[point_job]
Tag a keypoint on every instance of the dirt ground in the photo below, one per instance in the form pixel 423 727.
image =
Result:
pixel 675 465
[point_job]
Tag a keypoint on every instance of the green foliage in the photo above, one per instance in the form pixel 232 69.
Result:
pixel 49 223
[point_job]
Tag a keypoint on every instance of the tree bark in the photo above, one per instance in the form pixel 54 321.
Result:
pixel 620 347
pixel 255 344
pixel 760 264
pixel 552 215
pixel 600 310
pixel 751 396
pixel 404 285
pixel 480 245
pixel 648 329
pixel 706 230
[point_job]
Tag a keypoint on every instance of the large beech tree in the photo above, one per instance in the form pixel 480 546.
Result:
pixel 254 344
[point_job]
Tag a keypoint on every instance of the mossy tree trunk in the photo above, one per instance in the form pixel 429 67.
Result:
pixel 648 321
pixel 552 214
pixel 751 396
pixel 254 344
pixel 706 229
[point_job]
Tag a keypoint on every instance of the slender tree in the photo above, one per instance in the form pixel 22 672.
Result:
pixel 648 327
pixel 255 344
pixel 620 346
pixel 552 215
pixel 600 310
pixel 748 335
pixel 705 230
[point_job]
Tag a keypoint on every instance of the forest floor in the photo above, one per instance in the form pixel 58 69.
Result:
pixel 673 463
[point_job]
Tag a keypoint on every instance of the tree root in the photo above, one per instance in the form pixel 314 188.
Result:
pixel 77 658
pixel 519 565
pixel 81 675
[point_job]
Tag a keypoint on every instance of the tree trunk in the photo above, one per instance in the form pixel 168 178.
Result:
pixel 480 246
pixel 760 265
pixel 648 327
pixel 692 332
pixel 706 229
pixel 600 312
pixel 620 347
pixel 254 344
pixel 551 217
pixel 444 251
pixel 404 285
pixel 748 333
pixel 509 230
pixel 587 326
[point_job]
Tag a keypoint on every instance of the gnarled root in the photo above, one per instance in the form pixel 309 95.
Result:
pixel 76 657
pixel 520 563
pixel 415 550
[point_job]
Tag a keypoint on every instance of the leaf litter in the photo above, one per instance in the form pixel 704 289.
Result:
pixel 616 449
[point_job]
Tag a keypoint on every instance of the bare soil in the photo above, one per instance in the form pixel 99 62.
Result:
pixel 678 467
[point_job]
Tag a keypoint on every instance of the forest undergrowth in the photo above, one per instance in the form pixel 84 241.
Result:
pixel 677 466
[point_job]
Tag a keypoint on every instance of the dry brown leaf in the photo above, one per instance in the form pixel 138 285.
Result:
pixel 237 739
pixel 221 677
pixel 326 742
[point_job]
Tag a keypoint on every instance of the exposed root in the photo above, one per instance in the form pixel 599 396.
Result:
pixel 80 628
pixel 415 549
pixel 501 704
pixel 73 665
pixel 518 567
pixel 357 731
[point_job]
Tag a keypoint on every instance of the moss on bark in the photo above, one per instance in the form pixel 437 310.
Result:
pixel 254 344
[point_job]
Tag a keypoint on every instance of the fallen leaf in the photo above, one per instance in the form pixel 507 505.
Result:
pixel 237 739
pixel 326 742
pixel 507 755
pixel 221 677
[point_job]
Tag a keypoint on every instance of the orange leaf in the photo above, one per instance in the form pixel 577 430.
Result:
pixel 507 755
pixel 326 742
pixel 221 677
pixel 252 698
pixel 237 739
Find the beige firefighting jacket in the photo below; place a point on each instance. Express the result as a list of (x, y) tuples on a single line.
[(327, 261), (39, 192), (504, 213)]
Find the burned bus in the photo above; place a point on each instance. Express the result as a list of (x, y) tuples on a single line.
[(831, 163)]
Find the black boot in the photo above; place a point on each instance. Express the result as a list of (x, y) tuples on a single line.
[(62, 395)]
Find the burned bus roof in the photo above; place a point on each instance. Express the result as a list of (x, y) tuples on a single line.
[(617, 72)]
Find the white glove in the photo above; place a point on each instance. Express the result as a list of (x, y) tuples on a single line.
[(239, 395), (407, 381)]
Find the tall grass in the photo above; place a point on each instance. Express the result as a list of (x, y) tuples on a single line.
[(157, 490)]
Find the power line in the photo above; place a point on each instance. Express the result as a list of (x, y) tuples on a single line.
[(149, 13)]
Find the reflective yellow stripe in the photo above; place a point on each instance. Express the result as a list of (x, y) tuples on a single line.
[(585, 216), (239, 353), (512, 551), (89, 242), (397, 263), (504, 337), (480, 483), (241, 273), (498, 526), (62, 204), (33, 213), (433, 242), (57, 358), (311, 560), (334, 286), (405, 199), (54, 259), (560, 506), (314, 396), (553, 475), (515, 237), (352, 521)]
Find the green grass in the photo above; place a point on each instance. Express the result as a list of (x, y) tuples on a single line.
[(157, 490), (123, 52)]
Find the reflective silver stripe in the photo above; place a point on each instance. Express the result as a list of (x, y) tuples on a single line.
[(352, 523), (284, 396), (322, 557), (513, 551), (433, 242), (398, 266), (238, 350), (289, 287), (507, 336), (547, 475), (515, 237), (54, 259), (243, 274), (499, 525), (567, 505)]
____________________
Copy the lines above exactly, leaving every word as it is.

- **RESULT**:
[point_job]
Tag a keypoint on every instance of the dirt ground in the photo below, one per instance in the form pixel 423 727.
image =
Result:
pixel 675 465
[point_job]
Tag a keypoint on every instance of the green foliage in the photo above, one per instance in the form pixel 232 69.
Result:
pixel 49 223
[point_job]
Tag a keypoint on every instance of the tree bark in the photo above, one per instance in the form pixel 54 321.
Result:
pixel 620 347
pixel 255 344
pixel 760 264
pixel 552 215
pixel 600 310
pixel 751 396
pixel 404 285
pixel 480 245
pixel 648 329
pixel 706 230
[point_job]
Tag a keypoint on every instance of the large beech tree in the photo above, one per instance in the form pixel 480 546.
Result:
pixel 254 344
[point_job]
Tag a keypoint on every instance of the mossy tree trunk in the photo above, one per instance in the form pixel 429 67.
Result:
pixel 648 321
pixel 552 214
pixel 751 396
pixel 254 344
pixel 706 229
[point_job]
Tag a keypoint on every instance of the slender tree in the photo above, one per instance in the form pixel 22 672.
Result:
pixel 648 327
pixel 255 344
pixel 620 346
pixel 552 215
pixel 600 310
pixel 748 335
pixel 705 230
[point_job]
Tag a keypoint on every instance of the forest floor in the photo above, one per instance in the form pixel 58 69.
Result:
pixel 673 463
[point_job]
Tag a keypoint on every instance of the tree root in the photo above, one per instance in the form pixel 314 188.
Result:
pixel 77 658
pixel 519 565
pixel 81 675
[point_job]
Tag a keypoint on every instance of the tree trunk in the photo above, one per instance in the form pixel 168 178.
Result:
pixel 480 246
pixel 760 265
pixel 648 327
pixel 692 332
pixel 706 229
pixel 600 312
pixel 620 347
pixel 254 344
pixel 551 217
pixel 444 251
pixel 404 285
pixel 748 333
pixel 509 230
pixel 587 326
[point_job]
Tag a keypoint on every instance of the gnarled root in the photo above, one per instance in the form pixel 309 95.
Result:
pixel 76 657
pixel 520 563
pixel 415 550
[point_job]
Tag a keypoint on every instance of the leaf litter in the photo above, one per instance in the form pixel 704 289.
Result:
pixel 616 449
[point_job]
Tag a keypoint on every instance of the bare soil in the photo above, one per instance in the form pixel 99 62.
Result:
pixel 678 467
[point_job]
Tag a keypoint on every instance of the forest undergrowth in the photo above, one per instance in the form pixel 84 241.
Result:
pixel 677 466
[point_job]
Tag a keypoint on every instance of the dry brown leaf in the photo above, one per instance in the form pixel 138 285.
Result:
pixel 237 739
pixel 221 677
pixel 326 742
[point_job]
Tag a keypoint on every instance of the exposed root in the photo above, one per instance in the form pixel 599 396.
Result:
pixel 80 628
pixel 415 549
pixel 501 704
pixel 73 665
pixel 518 567
pixel 357 731
[point_job]
Tag a keypoint on every instance of the moss on bark in the photo above, one per instance in the form pixel 437 310.
Result:
pixel 254 344
[point_job]
Tag a keypoint on every instance of the fallen leaf in the photo above, one per instance in the form pixel 507 505.
Result:
pixel 237 739
pixel 326 742
pixel 507 755
pixel 221 677
[point_job]
Tag a keypoint on every instance of the orange leaf in the photo above, one per instance in the form pixel 577 430.
Result:
pixel 507 755
pixel 326 742
pixel 221 677
pixel 252 698
pixel 237 739
Find the beige firefighting jacket in the photo below; place a point on each instance. Express the result as a list of (x, y) tuples on a single line.
[(327, 261), (39, 192), (504, 213)]
Find the burned bus in the photo above; place a point on each instance. Express the result as a list of (x, y) tuples on a single line.
[(831, 163)]
Find the black boot in the photo above; place a point on each instance. Express the result as a list of (x, y) tuples on a single line.
[(62, 395)]
Find the burned bus roof in the photo above; place a point on each instance. Express the result as a list of (x, y) tuples on a single line.
[(617, 72)]
Find the white glove in the photo above; place a point on each instance. Express the result as a list of (x, y) tuples on a single line.
[(239, 395), (407, 381)]
Find the tall grass in the photo above; place a point on each instance. Express the result as a list of (x, y) tuples on a single line.
[(157, 490)]
Find the power line in the photo above; place a point on each instance. Express the result as a list of (x, y) tuples on a single line.
[(149, 13)]
Find the reflective yellow stripe in the photo above; place a point on each instance. Express the result as a list of (x, y) tuples on a single line.
[(585, 216), (239, 353), (512, 551), (89, 242), (397, 263), (504, 337), (480, 483), (241, 273), (498, 526), (62, 204), (33, 213), (433, 242), (57, 358), (311, 560), (334, 286), (405, 199), (54, 259), (560, 506), (314, 396), (553, 475), (515, 237), (352, 521)]
Find the green grass in the photo above; place a point on each instance. Express the result as a list of (x, y) tuples on a single line.
[(157, 490), (123, 52)]
Find the reflective silver stripe in the photo above; place a point on each instance. Express the result as a list of (x, y) tuples on a single line.
[(352, 523), (284, 396), (322, 557), (513, 551), (433, 242), (398, 266), (238, 350), (289, 287), (507, 336), (547, 475), (515, 237), (54, 259), (243, 274), (499, 525), (567, 505)]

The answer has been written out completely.